## DO WYKONANIA
Streść w formie krótkiej listy główne fakty z akapitu zaczynającego się od słów „Od początku remontu torowisk we Wrzeszczu” z artykułu o rowerzystach przy Operze Bałtyckiej.

## TEKST DO CZYTANIA
● ● ● ● ●
• Kino
  • Mapa
  • Ogłoszenia
  • Forum
  • Komunikacja
  • Raport

Rowerzyści ignorują zakaz jazdy przy Operze Bałtyckiej. Będą mandaty?

Maciej Naskręt
31 maja 2011 (artykuł sprzed 13 lat) 

Zobacz, jak rowerzyści ignorują zakaz ruchu na ścieżce przy al. Zwycięstwa we Wrzeszczu.



By zapewnić bezpieczeństwo pasażerom tymczasowego przystanku autobusowego przy Operze Bałtyckiej, drogowcy zamknęli biegnący tuż obok odcinek ścieżki rowerowej. Mimo to każdego dnia dochodzi tu prawie do rękoczynów między pieszymi i rowerzystami. Czy problem rozwiążą mandaty?



Co poprawi sytuację między pieszymi, a rowerzystami przy Operze Bałtyckiej?

Od początku remontu torowisk we Wrzeszczu, na wysokości Wojewódzkiego Sądu Administracyjnego znajduje się tymczasowy przystanek autobusu T6. Korzystają z niego pasażerowie przyjeżdżający z Wrzeszcza i Oliwy, oraz jadący w tamtym kierunku. W ciągu dnia przewija się tu mnóstwo osób. Tuż obok biegnie główna i najbardziej popularna droga rowerowa w Gdańsku, łącząca Wrzeszcz ze Śródmieściem. Jej zamknięcie na 200-metrowym odcinku miało zwiększyć bezpieczeństwo pasażerów. Nic z tego.
● ● ● ● ●
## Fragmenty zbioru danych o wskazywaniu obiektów
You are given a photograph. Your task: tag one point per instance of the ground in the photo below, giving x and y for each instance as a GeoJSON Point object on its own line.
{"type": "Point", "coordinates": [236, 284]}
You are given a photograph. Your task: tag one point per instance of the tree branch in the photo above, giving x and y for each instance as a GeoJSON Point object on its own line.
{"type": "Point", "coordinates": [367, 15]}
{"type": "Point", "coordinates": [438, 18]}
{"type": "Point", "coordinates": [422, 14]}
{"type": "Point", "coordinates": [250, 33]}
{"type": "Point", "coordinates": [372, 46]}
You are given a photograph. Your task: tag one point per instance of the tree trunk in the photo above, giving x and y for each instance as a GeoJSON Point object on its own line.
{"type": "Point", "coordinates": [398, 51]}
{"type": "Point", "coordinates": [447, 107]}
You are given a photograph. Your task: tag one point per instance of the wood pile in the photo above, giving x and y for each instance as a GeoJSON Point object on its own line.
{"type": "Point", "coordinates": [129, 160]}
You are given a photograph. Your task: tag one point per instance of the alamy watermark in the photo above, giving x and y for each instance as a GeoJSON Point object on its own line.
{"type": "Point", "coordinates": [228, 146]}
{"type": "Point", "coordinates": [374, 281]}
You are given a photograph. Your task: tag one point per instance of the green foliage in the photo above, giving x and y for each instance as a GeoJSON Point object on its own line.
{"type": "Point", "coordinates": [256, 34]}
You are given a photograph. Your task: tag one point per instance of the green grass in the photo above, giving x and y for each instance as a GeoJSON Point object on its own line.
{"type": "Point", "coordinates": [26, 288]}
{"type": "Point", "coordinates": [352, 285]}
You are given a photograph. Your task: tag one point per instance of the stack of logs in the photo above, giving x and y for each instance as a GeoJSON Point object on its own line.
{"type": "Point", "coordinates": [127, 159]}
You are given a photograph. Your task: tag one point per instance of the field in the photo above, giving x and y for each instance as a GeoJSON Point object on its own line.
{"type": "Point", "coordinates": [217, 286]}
● ● ● ● ●
## WYNIK KOŃCOWY
- Od początku remontu torowisk we Wrzeszczu na wysokości Wojewódzkiego Sądu Administracyjnego znajduje się tymczasowy przystanek autobusu T6.
- Korzystają z niego pasażerowie przyjeżdżający z Wrzeszcza i Oliwy oraz jadący w tamtym kierunku. W ciągu dnia przewija się tam mnóstwo osób.
- Tuż obok biegnie główna i najpopularniejsza droga rowerowa w Gdańsku, łącząca Wrzeszcz ze Śródmieściem.
- Zamknięcie tej drogi na 200-metrowym odcinku miało zwiększyć bezpieczeństwo pasażerów, ale tego celu nie osiągnięto.